Document passage:
■ ■ ■
However, this study is often misinterpreted because it does not mean social transitioning itself stops the depression or anxiety. It could simply mean that supportive and loving parents reduces the risk. There is no data here on outcomes for gender dysphoria in children with supportive parents who promote a gender non-conforming lifestyle but WITHOUT denying the reality of their biological sex.
- This study also does not prove that gender dysphoria is a not mental health pathology any different from any other body dysphoria. It simply shows that gender dysphoria is relieved by support and/or social transition as measured by symptoms such as depression and anxiety. An anorexic who was supported and validated in their desire to lose weight may well also present with reduced levels of depression and anxiety. This remains untested as such a study would rightly be deemed unethical.
- This study does not tells us about longer term outcomes of socially transitioning. All these children are pre-pubescent (ages 3-12yrs). This is a time when depression and anxiety levels are generally fairly low anyway. They rise steeply when children hit adolescence. We do not know how these children will fare during this high risk phase and beyond when the consequences of transitioning will really start to hit them. Follow up studies will be done but we won’t see those results for at least another five years.
- There are also some major limitations inherent in the design of this study. Depression and anxiety scores are based on surveys carried out by their parents. It is likely there will be some unconscious reporting bias here as parents who have decided to actively support social transition will really want their transgender kids to be seen as psychologically healthy.
- It must also be noted that the transgender children in this study are amongst the first to convince their parents and society to let then socially transition so young. These children may well be unusually articulate / emotionally aware. We can’t rule out some unknown confounding factor that is unique to this ‘first mover’ group that will not been seen as socially transitioning becomes more common and widespread.
The fact still remains that the move towards gender affirmation in children is not an evidence-based approach and is experimental. Long-term studies are urgently needed in this area
Chest binding
This is an increasingly popular way for females to flatten the appearance of their breasts. Social media and magazines like Cosmopolitan are full of advice on chest binding for young people. As a result it is now very common practice for young females in the transgender community.
Some children have been known to use duct tape wrapped tightly around their torso. Alternatively chest binders and/or multiple sports bras can be used to achieve a flatter profile. Known health risks associated with chest binding include compressed or broken ribs, punctured or collapsed lungs, back pain, compression of the spine, damaged breast tissue, damaged blood vessels, blood clots, inflamed ribs and heart attacks.
A recent study has been conducted to assess the health impact of chest binding in the transgender community. Of the 1800 participants with experience of binding, 51.5% reported daily binding. Over 97% reported at least one of 28 negative outcomes attributed to binding. Compression methods associated with symptoms were commercial binders (20/28), elastic bandages (14/28) and duct tape or plastic wrap (13/28). Larger chest size was primarily associated with dermatological problems.
Chest binding results in difficulties in breathing so will affect levels of activity and overall health in females who choose to bind their breasts. Schools in the UK have been advised to offer longer PE breaks to accommodate this.
■ ■ ■
Information given:
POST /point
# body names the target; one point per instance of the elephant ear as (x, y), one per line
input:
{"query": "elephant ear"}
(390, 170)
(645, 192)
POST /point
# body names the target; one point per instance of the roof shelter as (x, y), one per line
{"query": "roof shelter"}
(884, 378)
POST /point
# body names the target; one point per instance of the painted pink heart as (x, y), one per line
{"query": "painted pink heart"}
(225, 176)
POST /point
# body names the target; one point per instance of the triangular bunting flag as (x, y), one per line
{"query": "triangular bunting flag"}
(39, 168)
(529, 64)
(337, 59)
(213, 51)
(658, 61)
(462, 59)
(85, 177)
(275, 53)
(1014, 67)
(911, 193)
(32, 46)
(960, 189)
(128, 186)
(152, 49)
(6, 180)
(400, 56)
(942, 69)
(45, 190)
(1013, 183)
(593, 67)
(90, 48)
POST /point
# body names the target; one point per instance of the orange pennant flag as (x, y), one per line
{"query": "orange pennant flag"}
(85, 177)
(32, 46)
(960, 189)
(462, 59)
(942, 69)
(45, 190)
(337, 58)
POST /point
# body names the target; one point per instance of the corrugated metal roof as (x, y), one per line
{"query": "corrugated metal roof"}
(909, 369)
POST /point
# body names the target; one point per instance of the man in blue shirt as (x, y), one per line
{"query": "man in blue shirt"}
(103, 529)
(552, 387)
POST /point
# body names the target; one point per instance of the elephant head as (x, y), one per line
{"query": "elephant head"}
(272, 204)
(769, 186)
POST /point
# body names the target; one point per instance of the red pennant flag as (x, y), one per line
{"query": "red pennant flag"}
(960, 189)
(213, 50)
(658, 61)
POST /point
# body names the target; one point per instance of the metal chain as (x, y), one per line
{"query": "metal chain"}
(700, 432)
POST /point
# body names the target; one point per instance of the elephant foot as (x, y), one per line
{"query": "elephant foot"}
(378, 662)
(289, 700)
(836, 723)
■ ■ ■
Work request 1:
State whether each statement agrees with the passage on social transition and chest binding, answering yes or no and quoting the deciding words: (a) The depression and anxiety scores in the study came from surveys carried out by the children's teachers. (b) All the children in the study were aged 3 to 12. (c) Over 97% of the binding study's participants reported at least one negative outcome attributed to binding.
Work request 2:
Switch "anorexic" to "bulimic" in the passage on social transition and chest binding, and give the part from "- This study also" up to and including "be deemed unethical.".
The records have no connection to the passage on social transition and chest binding.

Solution 1:
(a) No: "Depression and anxiety scores are based on surveys carried out by their parents."
(b) Yes: "All these children are pre-pubescent (ages 3-12yrs)."
(c) Yes: "Over 97% reported at least one of 28 negative outcomes attributed to binding."

Solution 2:
- This study also does not prove that gender dysphoria is a not mental health pathology any different from any other body dysphoria. It simply shows that gender dysphoria is relieved by support and/or social transition as measured by symptoms such as depression and anxiety. An bulimic who was supported and validated in their desire to lose weight may well also present with reduced levels of depression and anxiety. This remains untested as such a study would rightly be deemed unethical.